§ To do:
Render the items below as a JSON list of strings, with one string for each line and no blank lines. Leave the pictures out.
══ Supplied records ══
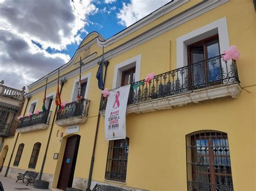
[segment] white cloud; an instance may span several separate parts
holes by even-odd
[[[0,80],[21,89],[66,63],[62,51],[87,33],[93,0],[0,0]]]
[[[116,0],[105,0],[105,3],[109,4],[116,2]]]
[[[117,14],[119,23],[129,26],[170,2],[170,0],[131,0],[130,3],[123,3],[123,7]]]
═══
§ Finished task:
[
  "[segment] white cloud; an instance may span several separate parts",
  "holes by even-odd",
  "[[[0,80],[21,89],[66,63],[62,51],[87,33],[93,0],[0,0]]]",
  "[[[116,0],[105,0],[105,3],[109,4],[116,2]]]",
  "[[[117,14],[119,23],[129,26],[170,2],[170,0],[131,0],[130,3],[123,3],[123,7]]]"
]